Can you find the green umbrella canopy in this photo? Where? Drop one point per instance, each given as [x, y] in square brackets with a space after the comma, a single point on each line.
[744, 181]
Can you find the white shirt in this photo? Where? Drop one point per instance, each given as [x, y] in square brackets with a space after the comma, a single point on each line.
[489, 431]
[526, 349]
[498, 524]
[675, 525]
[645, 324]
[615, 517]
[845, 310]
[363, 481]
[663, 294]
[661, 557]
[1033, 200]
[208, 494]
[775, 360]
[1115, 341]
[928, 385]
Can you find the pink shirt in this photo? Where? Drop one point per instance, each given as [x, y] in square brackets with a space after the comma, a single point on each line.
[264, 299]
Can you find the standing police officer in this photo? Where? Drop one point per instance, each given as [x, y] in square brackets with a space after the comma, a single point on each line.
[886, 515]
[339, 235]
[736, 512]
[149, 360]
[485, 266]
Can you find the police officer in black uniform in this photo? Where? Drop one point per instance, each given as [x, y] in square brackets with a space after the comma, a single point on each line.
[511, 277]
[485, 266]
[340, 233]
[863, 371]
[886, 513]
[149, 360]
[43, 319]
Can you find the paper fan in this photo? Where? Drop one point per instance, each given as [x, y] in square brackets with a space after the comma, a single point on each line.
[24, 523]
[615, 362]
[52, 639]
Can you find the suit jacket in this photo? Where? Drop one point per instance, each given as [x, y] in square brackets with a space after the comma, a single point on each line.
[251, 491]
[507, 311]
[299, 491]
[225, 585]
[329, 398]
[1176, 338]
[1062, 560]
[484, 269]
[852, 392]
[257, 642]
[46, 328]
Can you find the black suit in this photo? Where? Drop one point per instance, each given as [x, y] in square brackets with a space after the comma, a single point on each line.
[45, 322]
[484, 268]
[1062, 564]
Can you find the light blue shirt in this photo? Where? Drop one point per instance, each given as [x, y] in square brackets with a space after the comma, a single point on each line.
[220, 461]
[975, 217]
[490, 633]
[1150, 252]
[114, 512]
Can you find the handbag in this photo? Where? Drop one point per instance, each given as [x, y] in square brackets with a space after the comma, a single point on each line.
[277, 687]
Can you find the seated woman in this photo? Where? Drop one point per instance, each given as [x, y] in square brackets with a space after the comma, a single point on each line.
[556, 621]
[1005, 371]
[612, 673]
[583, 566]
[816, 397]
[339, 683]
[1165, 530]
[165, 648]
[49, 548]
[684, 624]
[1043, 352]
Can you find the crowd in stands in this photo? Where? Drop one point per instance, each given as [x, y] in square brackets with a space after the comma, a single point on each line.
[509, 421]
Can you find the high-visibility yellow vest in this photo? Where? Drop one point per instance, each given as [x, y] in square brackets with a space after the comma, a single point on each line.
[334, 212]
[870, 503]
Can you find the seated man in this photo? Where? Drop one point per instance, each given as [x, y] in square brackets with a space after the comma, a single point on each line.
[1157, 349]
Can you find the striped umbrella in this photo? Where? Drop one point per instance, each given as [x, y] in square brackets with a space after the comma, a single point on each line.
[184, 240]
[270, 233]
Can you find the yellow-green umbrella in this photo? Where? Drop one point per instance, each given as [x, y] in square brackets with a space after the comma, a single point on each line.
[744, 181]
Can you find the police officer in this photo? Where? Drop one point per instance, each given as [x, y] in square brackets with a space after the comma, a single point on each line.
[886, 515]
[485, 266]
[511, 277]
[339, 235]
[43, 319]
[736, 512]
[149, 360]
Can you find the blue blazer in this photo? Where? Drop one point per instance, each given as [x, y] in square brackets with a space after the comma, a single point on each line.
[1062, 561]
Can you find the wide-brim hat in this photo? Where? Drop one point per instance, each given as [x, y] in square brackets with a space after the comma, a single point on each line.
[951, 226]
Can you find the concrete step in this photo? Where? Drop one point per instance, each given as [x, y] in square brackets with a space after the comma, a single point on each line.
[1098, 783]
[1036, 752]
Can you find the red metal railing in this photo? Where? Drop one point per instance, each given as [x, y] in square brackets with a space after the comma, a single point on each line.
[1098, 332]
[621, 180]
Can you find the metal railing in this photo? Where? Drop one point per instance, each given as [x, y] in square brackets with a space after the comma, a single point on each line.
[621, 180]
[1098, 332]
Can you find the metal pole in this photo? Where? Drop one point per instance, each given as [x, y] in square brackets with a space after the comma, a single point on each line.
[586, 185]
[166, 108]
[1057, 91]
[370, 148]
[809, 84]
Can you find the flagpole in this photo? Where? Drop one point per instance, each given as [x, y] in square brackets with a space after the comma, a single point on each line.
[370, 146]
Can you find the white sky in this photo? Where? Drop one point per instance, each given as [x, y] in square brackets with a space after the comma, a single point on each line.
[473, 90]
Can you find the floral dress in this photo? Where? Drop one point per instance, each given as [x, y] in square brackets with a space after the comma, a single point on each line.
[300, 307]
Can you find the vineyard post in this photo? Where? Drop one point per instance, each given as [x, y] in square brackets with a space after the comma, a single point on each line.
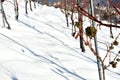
[2, 13]
[81, 26]
[95, 40]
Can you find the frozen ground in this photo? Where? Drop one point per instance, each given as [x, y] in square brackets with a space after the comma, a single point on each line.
[40, 47]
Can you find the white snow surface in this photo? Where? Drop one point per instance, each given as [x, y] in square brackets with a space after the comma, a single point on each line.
[39, 46]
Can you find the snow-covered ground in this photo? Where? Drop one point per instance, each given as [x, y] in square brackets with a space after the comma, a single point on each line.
[40, 47]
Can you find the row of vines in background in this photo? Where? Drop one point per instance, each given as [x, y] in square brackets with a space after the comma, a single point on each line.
[82, 8]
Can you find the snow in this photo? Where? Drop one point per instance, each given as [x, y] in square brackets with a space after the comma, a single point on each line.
[40, 47]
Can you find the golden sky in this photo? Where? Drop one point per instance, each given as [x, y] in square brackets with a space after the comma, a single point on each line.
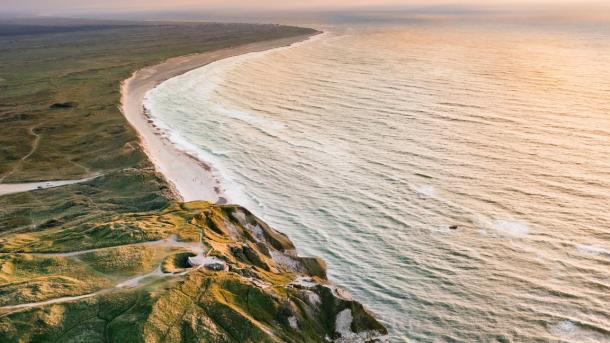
[250, 5]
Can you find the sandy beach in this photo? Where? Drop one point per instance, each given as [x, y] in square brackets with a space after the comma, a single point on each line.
[189, 178]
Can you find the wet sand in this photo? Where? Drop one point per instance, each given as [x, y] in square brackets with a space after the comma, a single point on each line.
[189, 178]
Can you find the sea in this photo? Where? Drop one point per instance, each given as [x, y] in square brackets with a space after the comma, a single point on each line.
[455, 175]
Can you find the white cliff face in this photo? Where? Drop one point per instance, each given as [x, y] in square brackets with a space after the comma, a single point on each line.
[209, 262]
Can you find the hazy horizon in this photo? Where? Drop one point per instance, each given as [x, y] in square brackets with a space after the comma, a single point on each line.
[85, 7]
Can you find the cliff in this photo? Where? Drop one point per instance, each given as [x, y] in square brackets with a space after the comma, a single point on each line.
[191, 272]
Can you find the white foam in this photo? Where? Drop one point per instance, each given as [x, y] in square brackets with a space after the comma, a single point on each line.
[427, 190]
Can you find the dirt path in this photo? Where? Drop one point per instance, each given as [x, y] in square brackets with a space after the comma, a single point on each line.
[134, 281]
[10, 188]
[34, 148]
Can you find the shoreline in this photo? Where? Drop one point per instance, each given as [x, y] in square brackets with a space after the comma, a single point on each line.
[189, 178]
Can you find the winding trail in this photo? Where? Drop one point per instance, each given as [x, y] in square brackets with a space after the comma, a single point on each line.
[171, 242]
[34, 148]
[11, 188]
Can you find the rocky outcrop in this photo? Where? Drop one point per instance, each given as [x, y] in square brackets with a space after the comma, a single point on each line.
[265, 292]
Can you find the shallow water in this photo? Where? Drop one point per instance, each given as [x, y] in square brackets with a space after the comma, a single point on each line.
[365, 145]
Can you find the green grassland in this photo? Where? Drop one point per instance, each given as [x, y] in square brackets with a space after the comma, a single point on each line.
[59, 115]
[59, 92]
[59, 119]
[256, 300]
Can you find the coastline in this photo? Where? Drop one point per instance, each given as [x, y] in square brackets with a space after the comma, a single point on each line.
[189, 178]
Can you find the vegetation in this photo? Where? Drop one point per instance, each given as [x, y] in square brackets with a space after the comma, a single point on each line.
[108, 260]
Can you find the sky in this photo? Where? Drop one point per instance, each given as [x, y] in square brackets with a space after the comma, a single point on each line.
[74, 6]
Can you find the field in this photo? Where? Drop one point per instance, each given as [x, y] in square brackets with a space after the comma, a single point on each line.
[109, 260]
[59, 115]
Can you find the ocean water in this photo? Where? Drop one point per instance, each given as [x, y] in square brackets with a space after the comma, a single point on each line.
[367, 143]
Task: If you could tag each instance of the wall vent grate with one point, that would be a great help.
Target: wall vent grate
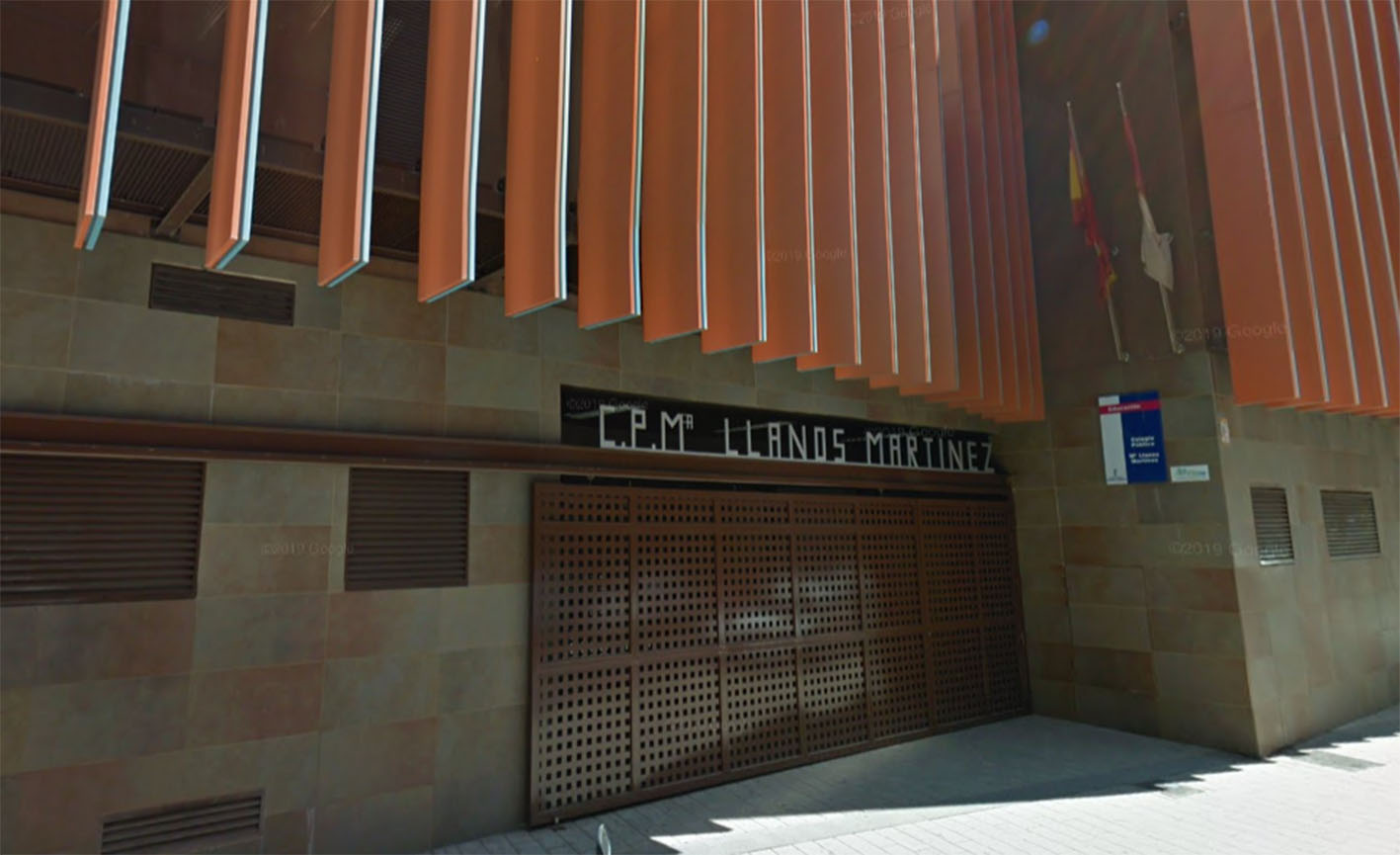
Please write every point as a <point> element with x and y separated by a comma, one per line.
<point>205,825</point>
<point>406,529</point>
<point>223,295</point>
<point>1350,522</point>
<point>91,529</point>
<point>1273,536</point>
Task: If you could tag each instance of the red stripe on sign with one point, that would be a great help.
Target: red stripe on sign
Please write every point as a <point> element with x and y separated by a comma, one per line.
<point>1130,406</point>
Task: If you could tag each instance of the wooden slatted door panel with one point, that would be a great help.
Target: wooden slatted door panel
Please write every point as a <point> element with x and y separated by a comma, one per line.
<point>83,529</point>
<point>682,638</point>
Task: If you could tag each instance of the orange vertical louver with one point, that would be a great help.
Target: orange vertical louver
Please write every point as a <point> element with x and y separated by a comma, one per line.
<point>934,197</point>
<point>451,130</point>
<point>875,284</point>
<point>235,137</point>
<point>1246,240</point>
<point>833,190</point>
<point>674,171</point>
<point>610,163</point>
<point>536,161</point>
<point>906,214</point>
<point>348,177</point>
<point>101,140</point>
<point>1033,397</point>
<point>787,184</point>
<point>734,178</point>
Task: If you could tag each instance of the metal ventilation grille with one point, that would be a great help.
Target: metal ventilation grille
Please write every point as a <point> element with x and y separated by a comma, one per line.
<point>406,529</point>
<point>41,154</point>
<point>223,295</point>
<point>206,825</point>
<point>86,529</point>
<point>1350,519</point>
<point>1272,532</point>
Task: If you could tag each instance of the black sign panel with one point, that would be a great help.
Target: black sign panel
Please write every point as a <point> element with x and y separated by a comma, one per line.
<point>604,419</point>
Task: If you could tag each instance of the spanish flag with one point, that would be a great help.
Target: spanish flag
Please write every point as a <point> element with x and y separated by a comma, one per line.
<point>1081,202</point>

Task brief: From the line containing "Task: If you could tag each instance of the spanish" down to the last line of the data, transcribe every line exactly; nothing else should appear.

Reply:
Task: If you could tag each instance of the spanish flag with one point, that would be a great help.
Target: spanish flag
Please write every point as a <point> element with x and y separated by a comma, one per line.
<point>1081,202</point>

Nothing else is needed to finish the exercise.